## To do:
Transcribe all of the records below line by line, changing nothing.

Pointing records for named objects
:::

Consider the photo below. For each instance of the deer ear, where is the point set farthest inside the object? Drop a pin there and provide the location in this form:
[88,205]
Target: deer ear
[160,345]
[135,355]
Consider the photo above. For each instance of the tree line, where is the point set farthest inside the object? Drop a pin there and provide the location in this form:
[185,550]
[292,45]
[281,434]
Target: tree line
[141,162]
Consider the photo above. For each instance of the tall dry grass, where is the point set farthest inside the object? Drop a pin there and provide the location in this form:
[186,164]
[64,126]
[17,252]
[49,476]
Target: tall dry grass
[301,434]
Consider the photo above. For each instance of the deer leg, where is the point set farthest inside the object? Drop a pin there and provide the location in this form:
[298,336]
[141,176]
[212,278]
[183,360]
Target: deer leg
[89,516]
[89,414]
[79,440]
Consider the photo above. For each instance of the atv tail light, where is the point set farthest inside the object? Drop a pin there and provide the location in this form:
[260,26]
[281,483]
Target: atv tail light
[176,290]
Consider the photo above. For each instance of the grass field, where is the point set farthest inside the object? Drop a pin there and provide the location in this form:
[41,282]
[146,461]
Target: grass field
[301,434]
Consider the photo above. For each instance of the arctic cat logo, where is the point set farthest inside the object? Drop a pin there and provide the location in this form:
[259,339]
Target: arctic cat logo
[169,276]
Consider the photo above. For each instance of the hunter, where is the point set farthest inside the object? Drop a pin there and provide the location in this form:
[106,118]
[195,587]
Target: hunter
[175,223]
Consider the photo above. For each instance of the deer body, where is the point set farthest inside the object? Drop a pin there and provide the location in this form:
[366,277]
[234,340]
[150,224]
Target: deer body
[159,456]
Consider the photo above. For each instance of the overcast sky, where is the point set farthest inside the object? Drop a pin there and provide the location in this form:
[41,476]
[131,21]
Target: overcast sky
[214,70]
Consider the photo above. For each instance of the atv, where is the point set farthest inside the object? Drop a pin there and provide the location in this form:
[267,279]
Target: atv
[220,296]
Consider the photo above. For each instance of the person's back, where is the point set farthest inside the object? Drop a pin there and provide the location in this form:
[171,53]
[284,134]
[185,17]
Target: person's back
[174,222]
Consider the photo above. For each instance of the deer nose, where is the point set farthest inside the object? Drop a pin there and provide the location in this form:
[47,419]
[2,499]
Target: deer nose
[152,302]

:::

## The completed task:
Consider the photo below. For each instance of the deer ear, where is the point set farthest inside the object? Drop a pin there and provide the location in this form:
[88,205]
Target: deer ear
[160,345]
[135,355]
Consider the photo above. For each instance of the tree line, where is the point set farthest inside the object? Drop a pin there and provide the location in this form:
[185,550]
[292,45]
[281,434]
Target: tree line
[141,162]
Consider the photo above. For each instance of the tall dry grass, where is the point set farthest inside the object? Drop a pin there and provide the location in this form:
[186,164]
[64,126]
[17,252]
[49,476]
Target: tall dry grass
[301,434]
Consider the photo above. For each instance of the deer leg, where is the point set farthest inside the object? Drop a pin there and provide the location in this form:
[298,336]
[141,176]
[212,278]
[183,360]
Target: deer leg
[89,516]
[89,414]
[79,440]
Consider the photo above. For each instance of the atv tail light, where is the point set farthest inside the object? Drop a pin there and provide the location in this form:
[260,26]
[281,483]
Target: atv tail light
[176,290]
Consider the photo above. For each instance of the grass field, where is the point set farthest inside the object? Drop a pin there and provide the location in this form:
[41,282]
[146,461]
Target: grass field
[301,434]
Consider the photo above. For each instance of the arctic cat logo, where is the point set farthest inside the object? Drop a pin there and provide the location in this form:
[259,339]
Target: arctic cat logo
[169,276]
Consider the photo above. For each instance of the hunter, where is the point set farthest inside the object? Drop a pin there and provide the location in this form:
[106,118]
[195,587]
Target: hunter
[175,223]
Consider the photo above. For each instance of the deer body, where is the point set farthest inside the object? Drop a pin there and provide the location in this form:
[366,277]
[234,340]
[150,224]
Target: deer body
[159,456]
Consider the photo above. For each instance of the overcast sky, where is the point set farthest inside the object? Drop a pin there and provide the location in this form:
[41,476]
[131,21]
Target: overcast sky
[214,70]
Consider the photo above. For each instance of the atv, where is the point set farthest inside the object? Drop a pin there and provide the location in this form:
[267,279]
Target: atv
[220,296]
Consider the photo above. For each instance of the person's back, where is the point set farthest inside the object? Drop a pin there and provide the location in this form:
[171,53]
[284,134]
[185,17]
Target: person's back
[174,222]
Consider the photo above. For each instance of the deer nose, where is the point set farthest inside the object? Drop a pin there and provide the location in this form:
[47,419]
[2,499]
Target: deer nose
[152,302]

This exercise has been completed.